**WORK ORDER**
Among the entries below, find the lines with the word "ceiling" and return them.

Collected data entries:
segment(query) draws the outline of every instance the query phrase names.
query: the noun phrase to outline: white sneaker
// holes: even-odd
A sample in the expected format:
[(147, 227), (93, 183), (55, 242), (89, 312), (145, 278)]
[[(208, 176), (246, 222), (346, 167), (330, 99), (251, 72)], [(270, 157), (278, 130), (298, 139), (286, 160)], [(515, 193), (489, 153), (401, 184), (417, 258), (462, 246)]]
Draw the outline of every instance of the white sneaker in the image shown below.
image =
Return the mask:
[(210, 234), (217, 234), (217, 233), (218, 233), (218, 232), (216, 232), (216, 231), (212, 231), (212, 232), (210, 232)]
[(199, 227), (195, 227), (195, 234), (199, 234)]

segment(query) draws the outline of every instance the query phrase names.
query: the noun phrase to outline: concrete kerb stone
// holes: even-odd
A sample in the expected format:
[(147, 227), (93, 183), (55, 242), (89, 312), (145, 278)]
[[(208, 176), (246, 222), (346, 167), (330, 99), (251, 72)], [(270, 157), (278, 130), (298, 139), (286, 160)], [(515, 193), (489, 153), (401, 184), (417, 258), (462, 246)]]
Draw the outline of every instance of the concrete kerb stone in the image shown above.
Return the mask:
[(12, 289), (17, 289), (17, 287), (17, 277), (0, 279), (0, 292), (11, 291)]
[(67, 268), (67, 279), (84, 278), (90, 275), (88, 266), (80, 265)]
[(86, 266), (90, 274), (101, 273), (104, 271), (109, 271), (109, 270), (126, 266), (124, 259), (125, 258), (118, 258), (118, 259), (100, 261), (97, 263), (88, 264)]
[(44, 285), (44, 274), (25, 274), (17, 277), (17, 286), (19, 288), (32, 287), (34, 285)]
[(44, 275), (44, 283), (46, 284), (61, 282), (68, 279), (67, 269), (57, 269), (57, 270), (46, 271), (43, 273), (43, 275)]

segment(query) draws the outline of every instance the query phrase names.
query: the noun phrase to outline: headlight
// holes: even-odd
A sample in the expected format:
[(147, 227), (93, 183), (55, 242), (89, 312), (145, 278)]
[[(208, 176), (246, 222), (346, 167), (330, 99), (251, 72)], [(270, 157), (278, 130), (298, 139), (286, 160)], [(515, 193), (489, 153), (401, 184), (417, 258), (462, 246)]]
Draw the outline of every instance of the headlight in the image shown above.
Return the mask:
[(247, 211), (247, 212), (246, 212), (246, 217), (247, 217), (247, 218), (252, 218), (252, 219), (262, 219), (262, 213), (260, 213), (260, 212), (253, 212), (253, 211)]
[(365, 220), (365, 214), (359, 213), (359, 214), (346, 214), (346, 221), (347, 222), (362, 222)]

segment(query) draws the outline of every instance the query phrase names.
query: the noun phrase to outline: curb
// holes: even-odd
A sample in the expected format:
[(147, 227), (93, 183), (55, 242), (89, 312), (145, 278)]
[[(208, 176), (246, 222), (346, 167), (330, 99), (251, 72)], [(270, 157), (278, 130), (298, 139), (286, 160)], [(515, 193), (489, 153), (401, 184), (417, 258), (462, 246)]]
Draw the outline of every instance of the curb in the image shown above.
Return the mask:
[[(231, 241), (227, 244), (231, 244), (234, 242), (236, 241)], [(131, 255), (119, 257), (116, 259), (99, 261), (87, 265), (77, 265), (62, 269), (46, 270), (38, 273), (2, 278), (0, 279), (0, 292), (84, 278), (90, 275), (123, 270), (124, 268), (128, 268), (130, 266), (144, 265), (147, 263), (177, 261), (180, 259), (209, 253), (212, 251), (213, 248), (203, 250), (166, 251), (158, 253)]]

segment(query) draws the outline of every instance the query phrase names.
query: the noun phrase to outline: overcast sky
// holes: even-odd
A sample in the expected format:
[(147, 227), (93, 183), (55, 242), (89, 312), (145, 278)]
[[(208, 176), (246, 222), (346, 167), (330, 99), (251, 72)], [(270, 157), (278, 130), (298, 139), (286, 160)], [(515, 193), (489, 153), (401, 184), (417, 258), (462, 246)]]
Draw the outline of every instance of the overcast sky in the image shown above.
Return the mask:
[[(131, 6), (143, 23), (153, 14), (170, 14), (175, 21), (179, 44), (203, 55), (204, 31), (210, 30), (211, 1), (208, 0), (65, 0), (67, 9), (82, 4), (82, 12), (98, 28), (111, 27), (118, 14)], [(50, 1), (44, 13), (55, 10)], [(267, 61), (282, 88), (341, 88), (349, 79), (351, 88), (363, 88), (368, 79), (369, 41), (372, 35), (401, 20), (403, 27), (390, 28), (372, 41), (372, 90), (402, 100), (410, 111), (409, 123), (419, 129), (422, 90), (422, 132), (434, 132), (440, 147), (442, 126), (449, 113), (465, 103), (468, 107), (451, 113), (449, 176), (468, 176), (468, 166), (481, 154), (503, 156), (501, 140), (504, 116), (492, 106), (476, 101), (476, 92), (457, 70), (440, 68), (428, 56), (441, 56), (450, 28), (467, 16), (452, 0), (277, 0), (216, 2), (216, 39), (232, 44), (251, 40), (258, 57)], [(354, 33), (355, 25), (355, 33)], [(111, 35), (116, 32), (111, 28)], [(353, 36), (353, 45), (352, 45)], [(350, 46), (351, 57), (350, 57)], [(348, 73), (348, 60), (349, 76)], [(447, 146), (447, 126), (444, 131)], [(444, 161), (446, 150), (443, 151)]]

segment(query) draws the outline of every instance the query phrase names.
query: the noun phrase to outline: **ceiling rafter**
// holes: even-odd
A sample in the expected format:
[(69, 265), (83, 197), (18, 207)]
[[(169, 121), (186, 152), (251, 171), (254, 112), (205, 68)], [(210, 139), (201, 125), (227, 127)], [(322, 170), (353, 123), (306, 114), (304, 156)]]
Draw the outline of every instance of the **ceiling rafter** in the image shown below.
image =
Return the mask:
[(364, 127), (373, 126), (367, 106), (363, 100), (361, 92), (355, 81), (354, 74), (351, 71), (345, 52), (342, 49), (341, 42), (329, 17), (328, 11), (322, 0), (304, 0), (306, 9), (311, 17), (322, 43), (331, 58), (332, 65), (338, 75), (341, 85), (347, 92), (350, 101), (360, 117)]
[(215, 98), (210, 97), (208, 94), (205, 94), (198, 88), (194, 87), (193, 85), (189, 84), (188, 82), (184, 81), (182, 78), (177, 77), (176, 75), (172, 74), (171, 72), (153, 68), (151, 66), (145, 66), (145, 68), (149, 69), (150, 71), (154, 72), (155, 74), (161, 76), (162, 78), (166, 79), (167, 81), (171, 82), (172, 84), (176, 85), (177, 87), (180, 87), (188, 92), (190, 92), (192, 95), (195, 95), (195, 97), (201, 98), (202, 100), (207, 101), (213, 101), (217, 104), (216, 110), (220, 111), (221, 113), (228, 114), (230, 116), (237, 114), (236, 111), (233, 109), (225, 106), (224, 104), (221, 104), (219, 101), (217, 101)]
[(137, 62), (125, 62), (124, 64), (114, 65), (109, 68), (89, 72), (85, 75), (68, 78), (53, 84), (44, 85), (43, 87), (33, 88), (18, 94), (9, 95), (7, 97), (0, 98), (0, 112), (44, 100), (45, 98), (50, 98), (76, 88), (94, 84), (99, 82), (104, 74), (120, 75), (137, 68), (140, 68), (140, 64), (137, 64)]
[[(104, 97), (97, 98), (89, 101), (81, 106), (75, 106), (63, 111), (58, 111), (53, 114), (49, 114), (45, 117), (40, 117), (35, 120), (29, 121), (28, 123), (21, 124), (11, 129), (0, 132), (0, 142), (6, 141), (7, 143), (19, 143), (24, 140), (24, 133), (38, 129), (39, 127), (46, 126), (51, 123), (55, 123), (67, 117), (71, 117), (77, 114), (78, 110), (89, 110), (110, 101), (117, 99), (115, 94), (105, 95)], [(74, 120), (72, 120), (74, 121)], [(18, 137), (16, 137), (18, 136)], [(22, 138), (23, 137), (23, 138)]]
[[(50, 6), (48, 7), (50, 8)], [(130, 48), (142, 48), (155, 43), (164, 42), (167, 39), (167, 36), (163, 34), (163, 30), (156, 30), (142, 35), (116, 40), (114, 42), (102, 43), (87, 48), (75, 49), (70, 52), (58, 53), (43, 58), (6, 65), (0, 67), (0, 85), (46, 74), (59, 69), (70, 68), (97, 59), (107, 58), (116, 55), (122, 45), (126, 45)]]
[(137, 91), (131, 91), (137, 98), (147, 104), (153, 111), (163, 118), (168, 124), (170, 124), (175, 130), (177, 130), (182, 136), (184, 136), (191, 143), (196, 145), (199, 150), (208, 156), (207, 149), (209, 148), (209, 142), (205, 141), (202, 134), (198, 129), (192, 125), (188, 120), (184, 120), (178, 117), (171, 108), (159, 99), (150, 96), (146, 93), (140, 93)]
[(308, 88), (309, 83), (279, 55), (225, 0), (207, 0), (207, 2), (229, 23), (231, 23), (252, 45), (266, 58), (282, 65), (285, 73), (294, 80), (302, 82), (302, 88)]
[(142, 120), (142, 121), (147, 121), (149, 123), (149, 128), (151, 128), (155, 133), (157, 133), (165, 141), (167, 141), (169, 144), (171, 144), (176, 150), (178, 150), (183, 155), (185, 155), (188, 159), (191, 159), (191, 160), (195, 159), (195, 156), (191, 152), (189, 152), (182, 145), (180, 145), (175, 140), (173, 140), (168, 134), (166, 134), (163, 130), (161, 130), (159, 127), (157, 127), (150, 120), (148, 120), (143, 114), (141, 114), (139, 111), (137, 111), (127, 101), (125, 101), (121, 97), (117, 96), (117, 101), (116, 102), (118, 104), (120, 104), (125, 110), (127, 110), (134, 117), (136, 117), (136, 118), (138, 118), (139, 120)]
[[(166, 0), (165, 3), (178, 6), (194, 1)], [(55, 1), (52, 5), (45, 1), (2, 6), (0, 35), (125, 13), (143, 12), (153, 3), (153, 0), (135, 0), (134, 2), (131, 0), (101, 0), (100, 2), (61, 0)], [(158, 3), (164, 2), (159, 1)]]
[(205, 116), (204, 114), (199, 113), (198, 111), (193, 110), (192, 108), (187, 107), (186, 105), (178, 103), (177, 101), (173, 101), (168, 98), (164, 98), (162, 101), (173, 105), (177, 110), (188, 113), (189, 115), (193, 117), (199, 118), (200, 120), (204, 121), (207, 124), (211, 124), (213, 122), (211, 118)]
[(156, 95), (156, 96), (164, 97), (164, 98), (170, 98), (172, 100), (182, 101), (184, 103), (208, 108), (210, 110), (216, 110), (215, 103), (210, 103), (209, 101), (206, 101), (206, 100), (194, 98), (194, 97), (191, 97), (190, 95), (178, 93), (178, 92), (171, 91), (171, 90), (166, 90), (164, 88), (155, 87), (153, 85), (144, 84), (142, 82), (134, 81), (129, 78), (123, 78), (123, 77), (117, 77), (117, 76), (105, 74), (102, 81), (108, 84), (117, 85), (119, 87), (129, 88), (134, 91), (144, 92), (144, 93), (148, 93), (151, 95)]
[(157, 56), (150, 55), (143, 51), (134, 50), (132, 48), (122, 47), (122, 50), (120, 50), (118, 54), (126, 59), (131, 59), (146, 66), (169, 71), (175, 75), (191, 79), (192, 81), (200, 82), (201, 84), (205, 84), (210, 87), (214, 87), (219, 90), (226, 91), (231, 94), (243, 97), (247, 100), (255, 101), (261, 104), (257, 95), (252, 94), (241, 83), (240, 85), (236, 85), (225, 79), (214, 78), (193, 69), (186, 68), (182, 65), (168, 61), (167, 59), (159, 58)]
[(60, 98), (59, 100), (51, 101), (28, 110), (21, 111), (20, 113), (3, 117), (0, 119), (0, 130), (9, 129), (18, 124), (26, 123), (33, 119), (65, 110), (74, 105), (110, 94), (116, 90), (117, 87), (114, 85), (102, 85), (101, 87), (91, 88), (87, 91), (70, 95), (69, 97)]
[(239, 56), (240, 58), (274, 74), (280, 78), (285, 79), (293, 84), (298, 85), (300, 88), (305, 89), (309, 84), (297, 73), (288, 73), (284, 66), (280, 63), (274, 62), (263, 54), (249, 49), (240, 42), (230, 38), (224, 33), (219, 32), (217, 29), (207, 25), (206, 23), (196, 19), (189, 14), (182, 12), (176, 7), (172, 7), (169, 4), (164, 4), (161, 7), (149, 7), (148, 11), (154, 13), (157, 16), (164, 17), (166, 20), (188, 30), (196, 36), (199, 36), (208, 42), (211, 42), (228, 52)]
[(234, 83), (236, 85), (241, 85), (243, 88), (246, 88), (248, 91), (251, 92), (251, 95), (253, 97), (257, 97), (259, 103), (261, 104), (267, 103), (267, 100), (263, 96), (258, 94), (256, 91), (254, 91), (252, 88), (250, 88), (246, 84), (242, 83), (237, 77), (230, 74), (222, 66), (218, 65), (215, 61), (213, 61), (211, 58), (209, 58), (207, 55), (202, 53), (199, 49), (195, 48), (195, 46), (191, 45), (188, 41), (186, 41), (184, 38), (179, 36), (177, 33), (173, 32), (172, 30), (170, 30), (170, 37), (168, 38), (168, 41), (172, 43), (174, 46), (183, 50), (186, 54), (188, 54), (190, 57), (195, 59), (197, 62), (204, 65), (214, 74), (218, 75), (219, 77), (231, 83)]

**RESULT**
query: the noun phrase to outline: **ceiling rafter**
Draw the outline of every instance of the **ceiling rafter** in the image shown below.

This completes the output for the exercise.